• _Exercise requirements_:
A faithful copy of the listing below is required.

• _Extracted data_:
§
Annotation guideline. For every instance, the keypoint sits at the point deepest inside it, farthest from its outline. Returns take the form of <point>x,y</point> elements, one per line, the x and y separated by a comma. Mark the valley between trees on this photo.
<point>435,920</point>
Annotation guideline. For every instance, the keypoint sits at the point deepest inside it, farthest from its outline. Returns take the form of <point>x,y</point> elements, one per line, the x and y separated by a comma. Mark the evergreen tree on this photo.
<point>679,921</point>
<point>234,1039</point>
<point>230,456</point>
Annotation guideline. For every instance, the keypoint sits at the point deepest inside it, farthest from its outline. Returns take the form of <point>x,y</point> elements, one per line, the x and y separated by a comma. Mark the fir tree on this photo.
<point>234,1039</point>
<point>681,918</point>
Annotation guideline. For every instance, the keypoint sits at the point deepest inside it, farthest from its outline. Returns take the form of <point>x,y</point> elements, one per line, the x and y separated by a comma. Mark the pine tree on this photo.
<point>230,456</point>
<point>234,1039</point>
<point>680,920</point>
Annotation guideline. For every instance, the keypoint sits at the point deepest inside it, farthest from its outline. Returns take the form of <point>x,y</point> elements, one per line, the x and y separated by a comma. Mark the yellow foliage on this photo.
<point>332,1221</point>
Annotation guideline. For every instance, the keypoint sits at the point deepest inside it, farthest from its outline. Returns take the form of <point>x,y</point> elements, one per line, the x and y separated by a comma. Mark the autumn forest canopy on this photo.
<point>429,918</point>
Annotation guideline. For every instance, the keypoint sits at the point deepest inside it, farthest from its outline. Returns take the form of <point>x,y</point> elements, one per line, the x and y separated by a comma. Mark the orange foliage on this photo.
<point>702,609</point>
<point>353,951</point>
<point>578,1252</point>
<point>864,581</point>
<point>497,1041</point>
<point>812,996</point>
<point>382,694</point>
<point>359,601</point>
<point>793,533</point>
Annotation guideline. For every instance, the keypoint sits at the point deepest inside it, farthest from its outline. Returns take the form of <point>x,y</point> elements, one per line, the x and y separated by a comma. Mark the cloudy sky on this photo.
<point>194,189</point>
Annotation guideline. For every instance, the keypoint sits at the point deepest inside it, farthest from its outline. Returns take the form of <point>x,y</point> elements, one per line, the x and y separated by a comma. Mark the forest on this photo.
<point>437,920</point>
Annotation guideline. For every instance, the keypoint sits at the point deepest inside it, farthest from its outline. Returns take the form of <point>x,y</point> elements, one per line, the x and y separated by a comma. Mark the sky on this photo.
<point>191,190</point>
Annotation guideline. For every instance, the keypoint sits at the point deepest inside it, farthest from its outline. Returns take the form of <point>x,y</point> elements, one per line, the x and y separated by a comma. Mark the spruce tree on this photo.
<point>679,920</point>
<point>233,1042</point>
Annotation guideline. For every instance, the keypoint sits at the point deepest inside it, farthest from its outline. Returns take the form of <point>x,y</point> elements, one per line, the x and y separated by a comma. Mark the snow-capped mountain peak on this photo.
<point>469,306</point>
§
• _Response for this exercise_:
Annotation guideline. For every instance, the keypoint sits at the point deepest inside it, farthest from its outline. Returns take the form of <point>x,y</point> elements, one per line, the x and y separated by a comma. Mark the valley between trees on this photo.
<point>435,920</point>
Annotation guideline. For every instance, the keypoint sits at the point deepest inside it, farthest from its outline. Returns take the form of <point>x,y</point> elements, one per line, the x and y separated by a comma. Mark the evergreen tree on this photo.
<point>679,921</point>
<point>234,1039</point>
<point>230,456</point>
Annotation guideline. For every instance, the keypoint sits at the point deepest inside it, farthest from its outline. Returns take the form of <point>x,y</point> elements, one per line, the x and y separated by a comma. Mark the fir tree on this photo.
<point>234,1039</point>
<point>681,918</point>
Annotation guideline. For every instance, the keypoint sits at the point deepest inside it, farthest from its outline. Returns take the form of <point>x,y</point> elements, one per line, the x and y separated by a comma. Mark the pine tree on this photo.
<point>230,456</point>
<point>234,1039</point>
<point>680,920</point>
Annotation guideline. For every instance, the keypoint sits at the point deepest inside it, farthest from its outline. Returns take the form of <point>x,y</point> elements, one per line, the x and y separated by a comma. Mark the yellow foliage on this photo.
<point>332,1221</point>
Annotation guideline. For every instance, the keypoint sits at the point deepest inside it, farthest from its outline. Returns take the form of <point>x,y</point> elements, one per line, the x and y separated by a comma. Mark the autumn forest canopy on this photo.
<point>429,918</point>
Annotation guideline. For every instance, the keypoint sits at the point deepest inside it, farthest from its outline. Returns take the form of <point>x,y</point> elements, one per line, the x and y separated by a comma. Mark the orange foliage on this photo.
<point>702,609</point>
<point>353,951</point>
<point>578,1252</point>
<point>864,581</point>
<point>497,1041</point>
<point>812,996</point>
<point>382,694</point>
<point>359,601</point>
<point>793,533</point>
Annotation guideline. For every instance, the keypoint sits at the point deepest inside it, farthest from its outline. Returns take the form of <point>x,y</point> elements, one per line, the x and y separated by a comma. Mark the cloudy sky on this photo.
<point>194,189</point>
Annotation guideline. For every instance, the keypoint sits at the point deepest inside it, farthest from its outline. Returns take the form of <point>x,y</point> elements, one per line, the x and y separated by a comma. Mark the forest on this photo.
<point>437,920</point>
Annotation guideline. For every instance, the keypoint sits at the point deepest inside it, farthest from its outline. Returns take the form of <point>x,y</point> elements, one per line, the x and y separated by a comma. Mark the sky on this photo.
<point>191,190</point>
Annotation guideline. For every instance, the keypoint sits at the point deepest inside it, farthest from its outline. Returns take the form of <point>x,y</point> elements, one per line, the x and y separated by a comma. Mark the spruce tree on this photo.
<point>679,920</point>
<point>233,1042</point>
Annotation guideline. For every instance, the keypoint sits at the point deepest inside it, farthest from its outline. Returns take the form of <point>x,y</point> elements, one per line, the x and y separated by a comma. Mark the snow-capped mountain peak on this photo.
<point>469,306</point>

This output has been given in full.